■ EXERCISE DESCRIPTION ■
Please copy all the lines that follow, word for word.

■ EXTRACTED ENTRIES ■
==============================
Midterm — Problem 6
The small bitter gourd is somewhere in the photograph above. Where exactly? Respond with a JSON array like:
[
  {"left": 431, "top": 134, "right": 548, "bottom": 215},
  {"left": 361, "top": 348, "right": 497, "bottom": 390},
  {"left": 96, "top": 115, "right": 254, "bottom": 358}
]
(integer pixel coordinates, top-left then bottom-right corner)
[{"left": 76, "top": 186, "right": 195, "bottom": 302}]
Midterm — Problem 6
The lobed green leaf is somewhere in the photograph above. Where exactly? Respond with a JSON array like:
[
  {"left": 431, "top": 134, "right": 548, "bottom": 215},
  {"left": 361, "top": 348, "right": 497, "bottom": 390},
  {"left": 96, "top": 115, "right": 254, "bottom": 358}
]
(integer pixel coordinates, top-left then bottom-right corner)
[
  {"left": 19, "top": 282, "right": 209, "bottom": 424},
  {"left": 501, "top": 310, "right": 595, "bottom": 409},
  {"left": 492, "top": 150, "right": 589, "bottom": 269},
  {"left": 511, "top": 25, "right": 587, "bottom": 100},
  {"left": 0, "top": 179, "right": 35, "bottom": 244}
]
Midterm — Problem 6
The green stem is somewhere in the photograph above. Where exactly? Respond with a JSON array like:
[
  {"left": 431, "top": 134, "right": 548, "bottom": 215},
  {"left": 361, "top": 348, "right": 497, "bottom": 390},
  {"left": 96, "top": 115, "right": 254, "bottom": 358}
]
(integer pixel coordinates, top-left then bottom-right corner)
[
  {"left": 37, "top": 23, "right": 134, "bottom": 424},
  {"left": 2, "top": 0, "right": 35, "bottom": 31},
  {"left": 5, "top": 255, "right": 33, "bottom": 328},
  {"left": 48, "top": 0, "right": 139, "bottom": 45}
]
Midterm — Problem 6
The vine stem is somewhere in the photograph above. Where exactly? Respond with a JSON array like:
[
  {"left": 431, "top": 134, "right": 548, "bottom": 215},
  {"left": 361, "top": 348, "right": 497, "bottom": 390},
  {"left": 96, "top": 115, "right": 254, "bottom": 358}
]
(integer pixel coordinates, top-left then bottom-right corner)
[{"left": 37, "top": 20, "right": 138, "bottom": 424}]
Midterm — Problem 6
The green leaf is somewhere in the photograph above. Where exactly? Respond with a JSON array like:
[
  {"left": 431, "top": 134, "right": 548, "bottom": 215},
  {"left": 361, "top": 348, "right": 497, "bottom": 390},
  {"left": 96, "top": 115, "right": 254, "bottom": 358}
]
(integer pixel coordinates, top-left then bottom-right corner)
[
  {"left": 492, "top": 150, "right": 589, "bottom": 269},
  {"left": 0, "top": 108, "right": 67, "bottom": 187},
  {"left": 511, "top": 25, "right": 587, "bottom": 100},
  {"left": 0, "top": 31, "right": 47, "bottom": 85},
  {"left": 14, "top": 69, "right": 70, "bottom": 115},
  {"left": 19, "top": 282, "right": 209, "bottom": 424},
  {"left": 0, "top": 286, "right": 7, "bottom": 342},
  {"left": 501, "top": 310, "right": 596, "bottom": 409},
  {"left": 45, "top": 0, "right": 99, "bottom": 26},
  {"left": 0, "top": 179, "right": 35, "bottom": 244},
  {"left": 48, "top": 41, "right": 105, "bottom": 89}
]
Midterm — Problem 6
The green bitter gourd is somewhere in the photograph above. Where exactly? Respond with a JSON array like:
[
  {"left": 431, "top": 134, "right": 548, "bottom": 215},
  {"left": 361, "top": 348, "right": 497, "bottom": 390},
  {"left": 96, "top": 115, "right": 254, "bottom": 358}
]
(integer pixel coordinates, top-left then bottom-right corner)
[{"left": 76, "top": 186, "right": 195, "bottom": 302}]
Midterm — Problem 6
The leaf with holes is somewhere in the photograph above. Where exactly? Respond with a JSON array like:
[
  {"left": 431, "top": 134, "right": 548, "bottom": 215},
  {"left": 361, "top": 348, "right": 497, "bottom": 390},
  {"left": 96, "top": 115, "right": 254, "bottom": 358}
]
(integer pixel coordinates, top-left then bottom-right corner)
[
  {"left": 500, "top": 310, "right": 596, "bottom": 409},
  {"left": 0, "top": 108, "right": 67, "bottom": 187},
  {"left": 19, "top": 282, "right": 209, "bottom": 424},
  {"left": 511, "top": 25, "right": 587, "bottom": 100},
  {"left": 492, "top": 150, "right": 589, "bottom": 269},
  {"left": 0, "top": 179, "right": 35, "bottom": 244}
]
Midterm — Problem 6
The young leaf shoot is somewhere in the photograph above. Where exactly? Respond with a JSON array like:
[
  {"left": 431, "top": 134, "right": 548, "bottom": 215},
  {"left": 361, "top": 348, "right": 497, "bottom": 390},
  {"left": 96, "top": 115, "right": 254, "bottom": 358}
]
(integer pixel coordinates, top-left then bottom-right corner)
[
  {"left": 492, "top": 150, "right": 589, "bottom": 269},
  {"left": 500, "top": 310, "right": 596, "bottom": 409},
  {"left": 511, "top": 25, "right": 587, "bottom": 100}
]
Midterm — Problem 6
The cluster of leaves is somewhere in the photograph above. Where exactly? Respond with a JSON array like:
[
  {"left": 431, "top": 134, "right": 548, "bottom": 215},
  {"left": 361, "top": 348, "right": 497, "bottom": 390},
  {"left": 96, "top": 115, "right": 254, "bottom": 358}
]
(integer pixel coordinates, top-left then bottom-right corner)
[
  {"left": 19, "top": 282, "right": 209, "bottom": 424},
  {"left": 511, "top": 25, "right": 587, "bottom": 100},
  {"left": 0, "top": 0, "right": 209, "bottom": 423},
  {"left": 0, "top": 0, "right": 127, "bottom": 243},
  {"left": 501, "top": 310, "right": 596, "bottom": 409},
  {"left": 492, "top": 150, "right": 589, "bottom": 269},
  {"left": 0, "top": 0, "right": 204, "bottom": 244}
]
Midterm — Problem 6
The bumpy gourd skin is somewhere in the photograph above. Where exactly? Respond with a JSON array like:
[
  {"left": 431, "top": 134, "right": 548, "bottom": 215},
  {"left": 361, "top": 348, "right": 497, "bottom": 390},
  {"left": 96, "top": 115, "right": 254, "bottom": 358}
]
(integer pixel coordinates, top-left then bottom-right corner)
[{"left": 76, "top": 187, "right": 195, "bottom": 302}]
==============================
■ SOLUTION TO THIS TASK ■
Midterm — Problem 6
The small bitter gourd is somewhere in the photograph above. Where exactly? Respond with a JSON array like:
[
  {"left": 431, "top": 134, "right": 548, "bottom": 215},
  {"left": 361, "top": 348, "right": 497, "bottom": 390},
  {"left": 96, "top": 115, "right": 254, "bottom": 358}
]
(integer pixel coordinates, top-left then bottom-right corner)
[{"left": 76, "top": 186, "right": 195, "bottom": 302}]
Midterm — Problem 6
The lobed green leaf is somewhere in the photograph above. Where exactly? Respond with a JSON array like:
[
  {"left": 431, "top": 134, "right": 548, "bottom": 215},
  {"left": 361, "top": 348, "right": 497, "bottom": 390},
  {"left": 96, "top": 115, "right": 254, "bottom": 358}
]
(integer pixel coordinates, top-left then bottom-right corner)
[
  {"left": 19, "top": 282, "right": 209, "bottom": 424},
  {"left": 501, "top": 310, "right": 595, "bottom": 409},
  {"left": 492, "top": 150, "right": 589, "bottom": 269},
  {"left": 511, "top": 25, "right": 587, "bottom": 100},
  {"left": 0, "top": 179, "right": 35, "bottom": 244}
]
Midterm — Problem 6
The green stem is somewhere in the photograph above. Where exactly? Respond with a JSON array like:
[
  {"left": 431, "top": 134, "right": 548, "bottom": 215},
  {"left": 361, "top": 348, "right": 497, "bottom": 390},
  {"left": 96, "top": 115, "right": 254, "bottom": 358}
]
(integer pixel coordinates, top-left then bottom-right corner)
[
  {"left": 37, "top": 23, "right": 134, "bottom": 424},
  {"left": 2, "top": 0, "right": 35, "bottom": 31},
  {"left": 5, "top": 255, "right": 33, "bottom": 328},
  {"left": 48, "top": 0, "right": 139, "bottom": 45}
]
Midterm — Problem 6
The vine stem is somewhere in the photograph above. Where exactly? Respond with a JSON array like:
[
  {"left": 431, "top": 134, "right": 548, "bottom": 215},
  {"left": 361, "top": 348, "right": 497, "bottom": 390},
  {"left": 96, "top": 115, "right": 254, "bottom": 358}
]
(integer pixel coordinates, top-left then bottom-right corner)
[{"left": 37, "top": 20, "right": 138, "bottom": 424}]
Midterm — Problem 6
The green leaf is somewhere in the photograph above. Where exactly? Respond with a JSON array like:
[
  {"left": 431, "top": 134, "right": 548, "bottom": 215},
  {"left": 361, "top": 348, "right": 497, "bottom": 390},
  {"left": 96, "top": 115, "right": 254, "bottom": 358}
]
(integer pixel coordinates, top-left then bottom-right corner)
[
  {"left": 492, "top": 150, "right": 589, "bottom": 269},
  {"left": 0, "top": 108, "right": 67, "bottom": 187},
  {"left": 511, "top": 25, "right": 587, "bottom": 100},
  {"left": 0, "top": 31, "right": 47, "bottom": 85},
  {"left": 14, "top": 69, "right": 70, "bottom": 115},
  {"left": 19, "top": 282, "right": 209, "bottom": 424},
  {"left": 0, "top": 286, "right": 7, "bottom": 342},
  {"left": 501, "top": 310, "right": 596, "bottom": 409},
  {"left": 45, "top": 0, "right": 99, "bottom": 26},
  {"left": 0, "top": 179, "right": 35, "bottom": 244},
  {"left": 48, "top": 41, "right": 105, "bottom": 89}
]
Midterm — Problem 6
The green bitter gourd is somewhere in the photograph above. Where exactly? Respond with a JSON array like:
[
  {"left": 431, "top": 134, "right": 548, "bottom": 215},
  {"left": 361, "top": 348, "right": 497, "bottom": 390},
  {"left": 96, "top": 115, "right": 254, "bottom": 358}
]
(integer pixel coordinates, top-left then bottom-right corner)
[{"left": 76, "top": 186, "right": 195, "bottom": 302}]
Midterm — Problem 6
The leaf with holes is somewhere in the photograph above. Where exactly? Respond with a JSON array like:
[
  {"left": 431, "top": 134, "right": 548, "bottom": 215},
  {"left": 361, "top": 348, "right": 497, "bottom": 390},
  {"left": 96, "top": 115, "right": 254, "bottom": 358}
]
(integer pixel coordinates, top-left then bottom-right corner)
[
  {"left": 500, "top": 310, "right": 596, "bottom": 409},
  {"left": 0, "top": 108, "right": 67, "bottom": 187},
  {"left": 19, "top": 282, "right": 209, "bottom": 424},
  {"left": 511, "top": 25, "right": 587, "bottom": 100},
  {"left": 492, "top": 150, "right": 589, "bottom": 269},
  {"left": 0, "top": 179, "right": 35, "bottom": 244}
]
Midterm — Problem 6
The young leaf shoot is somewhere in the photograph above. Where exactly? Respond with a JSON array like:
[
  {"left": 431, "top": 134, "right": 548, "bottom": 215},
  {"left": 361, "top": 348, "right": 497, "bottom": 390},
  {"left": 96, "top": 115, "right": 254, "bottom": 358}
]
(integer pixel coordinates, top-left then bottom-right corner)
[
  {"left": 492, "top": 150, "right": 589, "bottom": 269},
  {"left": 500, "top": 310, "right": 596, "bottom": 409},
  {"left": 511, "top": 25, "right": 587, "bottom": 100}
]
Midterm — Problem 6
The cluster of leaves is somewhere in the photograph above. Where exactly? Respond with a JSON array like:
[
  {"left": 431, "top": 134, "right": 548, "bottom": 215},
  {"left": 361, "top": 348, "right": 497, "bottom": 390},
  {"left": 96, "top": 115, "right": 254, "bottom": 358}
]
(integer pixel coordinates, top-left then bottom-right corner)
[
  {"left": 19, "top": 282, "right": 209, "bottom": 424},
  {"left": 511, "top": 25, "right": 587, "bottom": 100},
  {"left": 0, "top": 0, "right": 209, "bottom": 423},
  {"left": 0, "top": 0, "right": 127, "bottom": 243},
  {"left": 501, "top": 310, "right": 596, "bottom": 409},
  {"left": 492, "top": 150, "right": 589, "bottom": 269},
  {"left": 0, "top": 0, "right": 204, "bottom": 244}
]
Midterm — Problem 6
The bumpy gourd skin is somewhere in the photograph above. Where exactly? Respond with a JSON array like:
[
  {"left": 431, "top": 134, "right": 548, "bottom": 215},
  {"left": 361, "top": 348, "right": 497, "bottom": 390},
  {"left": 96, "top": 115, "right": 254, "bottom": 358}
]
(integer pixel coordinates, top-left then bottom-right corner)
[{"left": 76, "top": 187, "right": 195, "bottom": 302}]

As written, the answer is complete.